··· Reading passage
New York (CNN Business) One of the companies that Facebook hired to fact-check posts on its platform will propose a change to Facebook's policy allowing politicians to run ads containing falsehoods, CNN Business has learned.
Lead Stories, one of the fact-checking organizations hired by Facebook ( after the 2016 election to help curb the platform's misinformation problem, will propose that fact-checkers vet ads from politicians and that those fact-checks then be reviewed by a new nonpartisan blue-ribbon panel. )
Lead Stories will make the proposal at a meeting for Facebook's fact-checkers at Facebook's Menlo Park headquarters next week, Alan Duke, the co-founder and editor-in-chief of Lead Stories, told CNN Business Thursday.
"There is an urgent need for a fair method to identify egregiously false political ads in 2020," Duke, himself a former CNN journalist, said. "Our experience as fact checkers shows me that too many people are too fast to fall for disinformation."
Lead Stories is one of six fact-checking organizations Facebook works with in the United States. When a link or Facebook post is deemed false by the fact-checkers, clarifiying information is added to it and it is "downranked" on Facebook, meaning it should be seen by less people.
"The goal of the meeting is to get constructive feedback and address questions from our partners. We welcome their input and look forward to the discussion next week," a Facebook spokesperson told CNN Business when asked for comment about Lead Stories' intention.
The proposal comes amid growing backlash over Facebook's policy regarding politicians' ads.
Facebook's current policy is to not fact-check political ads run by elected officials and candidates. (It will fact-check posts from PACs and other politial groups, however.) That policy has led to backlash from some of the company's own employees, and Democrats who say the policy will most benefit President Trump, who has been known to share falsehoods. One Trump campaign ad in particular, about former Vice President Joe Biden, was a catalyst for the backlash.
······
▶ **The request**:
Name every person identified by name in the article on Facebook's political ad policy.
··· Data lines
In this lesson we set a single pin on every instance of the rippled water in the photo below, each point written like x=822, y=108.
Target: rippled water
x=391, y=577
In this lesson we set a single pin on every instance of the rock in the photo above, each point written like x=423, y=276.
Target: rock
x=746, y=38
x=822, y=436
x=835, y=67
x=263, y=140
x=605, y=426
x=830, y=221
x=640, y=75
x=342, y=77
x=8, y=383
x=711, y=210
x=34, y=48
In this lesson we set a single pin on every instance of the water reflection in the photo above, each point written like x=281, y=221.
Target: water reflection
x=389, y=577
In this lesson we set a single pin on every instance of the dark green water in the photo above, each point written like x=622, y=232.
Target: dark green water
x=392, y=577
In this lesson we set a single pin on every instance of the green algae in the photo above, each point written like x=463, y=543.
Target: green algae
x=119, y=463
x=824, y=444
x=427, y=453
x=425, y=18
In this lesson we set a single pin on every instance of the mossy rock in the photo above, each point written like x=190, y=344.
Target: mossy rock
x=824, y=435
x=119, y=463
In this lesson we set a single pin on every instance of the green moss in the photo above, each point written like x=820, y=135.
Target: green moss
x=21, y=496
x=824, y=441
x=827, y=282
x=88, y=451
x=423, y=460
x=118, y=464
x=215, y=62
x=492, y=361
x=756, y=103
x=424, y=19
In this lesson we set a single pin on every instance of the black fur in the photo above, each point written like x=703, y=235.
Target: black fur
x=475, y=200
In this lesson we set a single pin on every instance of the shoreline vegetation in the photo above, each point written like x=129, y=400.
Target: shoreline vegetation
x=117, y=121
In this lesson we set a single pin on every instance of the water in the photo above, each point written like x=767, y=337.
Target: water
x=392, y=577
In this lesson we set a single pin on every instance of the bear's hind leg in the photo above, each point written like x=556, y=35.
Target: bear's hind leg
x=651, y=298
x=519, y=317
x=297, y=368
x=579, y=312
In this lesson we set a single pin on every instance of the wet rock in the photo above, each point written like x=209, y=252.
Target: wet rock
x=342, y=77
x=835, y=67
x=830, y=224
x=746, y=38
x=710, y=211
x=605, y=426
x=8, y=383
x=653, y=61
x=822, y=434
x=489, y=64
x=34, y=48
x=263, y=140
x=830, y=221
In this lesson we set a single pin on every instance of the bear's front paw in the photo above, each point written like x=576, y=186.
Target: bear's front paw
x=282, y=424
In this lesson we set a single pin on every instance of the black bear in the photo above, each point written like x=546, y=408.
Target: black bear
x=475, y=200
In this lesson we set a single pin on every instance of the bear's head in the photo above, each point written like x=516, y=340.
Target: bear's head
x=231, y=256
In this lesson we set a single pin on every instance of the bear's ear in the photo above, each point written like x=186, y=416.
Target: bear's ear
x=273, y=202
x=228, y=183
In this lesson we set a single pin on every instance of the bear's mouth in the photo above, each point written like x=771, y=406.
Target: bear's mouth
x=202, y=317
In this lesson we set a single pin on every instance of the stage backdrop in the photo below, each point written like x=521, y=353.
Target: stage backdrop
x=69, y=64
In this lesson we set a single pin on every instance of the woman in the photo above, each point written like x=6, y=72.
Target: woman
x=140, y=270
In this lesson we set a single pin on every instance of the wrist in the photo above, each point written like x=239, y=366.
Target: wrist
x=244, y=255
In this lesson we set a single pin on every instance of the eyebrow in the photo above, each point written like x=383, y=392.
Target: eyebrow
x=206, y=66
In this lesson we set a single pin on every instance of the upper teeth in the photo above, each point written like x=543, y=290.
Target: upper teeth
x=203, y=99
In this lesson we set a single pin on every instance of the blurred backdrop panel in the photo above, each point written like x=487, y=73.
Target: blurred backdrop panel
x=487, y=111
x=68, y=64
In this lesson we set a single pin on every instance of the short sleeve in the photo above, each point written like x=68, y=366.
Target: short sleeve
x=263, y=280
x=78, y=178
······
▶ **Complete response**:
Alan Duke, President Trump, Joe Biden